» Work instruction:
What you return must match the entries exactly, except that the pictures are gone.

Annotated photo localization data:
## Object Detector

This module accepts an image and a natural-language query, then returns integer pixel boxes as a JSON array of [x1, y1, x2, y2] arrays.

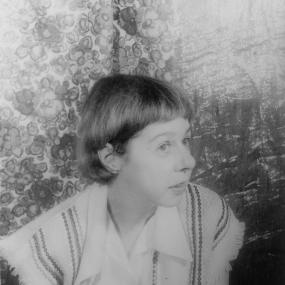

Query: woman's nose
[[175, 147, 196, 173]]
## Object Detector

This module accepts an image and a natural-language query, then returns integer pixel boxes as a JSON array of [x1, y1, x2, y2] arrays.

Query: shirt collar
[[129, 206, 192, 262], [75, 185, 192, 285], [151, 206, 192, 261]]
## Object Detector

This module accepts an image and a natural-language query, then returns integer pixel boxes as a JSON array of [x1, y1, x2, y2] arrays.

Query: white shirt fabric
[[99, 206, 193, 285], [0, 183, 245, 285]]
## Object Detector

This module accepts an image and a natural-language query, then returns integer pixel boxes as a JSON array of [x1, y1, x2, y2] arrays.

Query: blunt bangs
[[77, 74, 193, 184], [111, 87, 191, 144]]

» Answer below:
## Object Detector

This module accepts an image and a natural-language query, then returns integer pixel boxes as a JSON array of [x1, y1, x2, y2] arrays.


Query: woman's nose
[[175, 147, 196, 173]]
## Object Detector

This module accepts an image and a natural-language query, then returns integer pixel boxes as a JSON array of [x1, y1, x2, y2] arrays.

Query: shirt collar
[[129, 206, 192, 262], [75, 185, 192, 285], [151, 206, 192, 261]]
## Object Detector

This module accepts an image and a natural-language query, then returns integer pixel boxes as a JSON array of [x1, y1, x2, y2] arrays.

Query: white shirt fabric
[[99, 206, 193, 285], [0, 183, 245, 285]]
## Object Detector

This module accepts an image and a natural-language query, then returns integer pixel boxes as a JSON array of [x1, y1, x2, y2] arrays.

Query: blunt bangs
[[77, 74, 193, 184], [111, 87, 191, 144]]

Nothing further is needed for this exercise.